**SOURCE EXTRACT**

----

Career highlights and awards
- 3× All-Star (1987–1989); Milwaukee Brewers Wall of Honor;

= Dan Plesac =

American baseball player and analyst (born 1962)

Daniel Thomas Plesac (born February 4, 1962) is an American former Major League Baseball pitcher who played from 1986 to 2003. He pitched for the Milwaukee Brewers, Toronto Blue Jays, Chicago Cubs, Pittsburgh Pirates, Arizona Diamondbacks, and Philadelphia Phillies.

==Early life==
Plesac attended Crown Point High School in Crown Point, Indiana, where he excelled in baseball, basketball, football, and track.

Plesac played college baseball for the NC State Wolfpack in the early 1980s. Plesac was inducted to the North Carolina State Baseball Hall of Fame in 2010.

==Major Leagues==
A hard thrower with a mid-90 mph fastball and great slider, Plesac was originally a starting pitcher before becoming the closer of the Milwaukee Brewers. Plesac served primarily as a left-handed specialist from the mid-1990s until the end of his career, pitching for the Blue Jays twice, the Diamondbacks, and the Phillies.

----

**DATA FOR REVIEW**
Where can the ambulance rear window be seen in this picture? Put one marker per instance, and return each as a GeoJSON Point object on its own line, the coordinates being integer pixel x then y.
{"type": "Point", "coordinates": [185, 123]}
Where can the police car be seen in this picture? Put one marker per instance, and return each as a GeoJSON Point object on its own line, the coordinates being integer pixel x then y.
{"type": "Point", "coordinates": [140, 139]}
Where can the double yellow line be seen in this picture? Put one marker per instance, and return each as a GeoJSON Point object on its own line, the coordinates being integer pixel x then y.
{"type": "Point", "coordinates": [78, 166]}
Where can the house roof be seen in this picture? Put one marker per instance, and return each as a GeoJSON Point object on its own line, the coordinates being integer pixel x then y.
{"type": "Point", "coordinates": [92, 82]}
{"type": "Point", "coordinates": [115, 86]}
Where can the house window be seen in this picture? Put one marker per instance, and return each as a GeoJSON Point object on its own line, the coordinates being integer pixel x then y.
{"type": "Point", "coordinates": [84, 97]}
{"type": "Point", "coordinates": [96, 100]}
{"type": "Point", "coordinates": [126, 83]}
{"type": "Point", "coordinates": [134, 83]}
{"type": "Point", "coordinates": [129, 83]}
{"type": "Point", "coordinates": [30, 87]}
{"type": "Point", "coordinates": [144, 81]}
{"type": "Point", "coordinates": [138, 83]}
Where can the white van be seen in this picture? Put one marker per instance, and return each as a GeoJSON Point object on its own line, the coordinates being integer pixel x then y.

----

**TASKS TO PERFORM**
1) Decide whether each statement agrees with the Dan Plesac article, answering yes or no and quoting the words from the article that settle it: (a) Plesac played college baseball for NC State; (b) Plesac began his major league career as a relief pitcher; (c) Plesac entered the North Carolina State Baseball Hall of Fame in 2010.
2) Carry on the Dan Plesac article from the point where it stops.
The data has no connection to the Dan Plesac article.

**ANSWERS FOR THIS EXERCISE**
1)
(a) Yes: "Plesac played college baseball for the NC State Wolfpack in the early 1980s."
(b) No: "Plesac was originally a starting pitcher before becoming the closer of the Milwaukee Brewers."
(c) Yes: "Plesac was inducted to the North Carolina State Baseball Hall of Fame in 2010."

2)
He was elected to the American League All-Star team three times (1987, 1988 and 1989) and ended his career with a 65–71 record, a 3.64 ERA in 1,064 games and 1,072 innings pitched. In 1988, Plesac recorded three saves against the Twins in a weekend series immediately preceding the 1988 All Star Game in Cincinnati. Due to travel complications, he flew to Cincinnati on the Reds team chartered plane.

Plesac holds numerous all-time Brewers pitching records (minimum 500 innings pitched). He is the franchise's career leader in games, saves and ERA. He is second in K/9 and WHIP (BB + H/IP), in both cases to Ben Sheets, and is fifth in K/BB ratio.

He was the last Phillies pitcher to pitch at Veterans Stadium. He struck out the only batter he faced, Ryan Langerhans, to record the third out in the top of the ninth inning on September 28, 2003, as the Phillies lost to the Atlanta Braves, 5–2.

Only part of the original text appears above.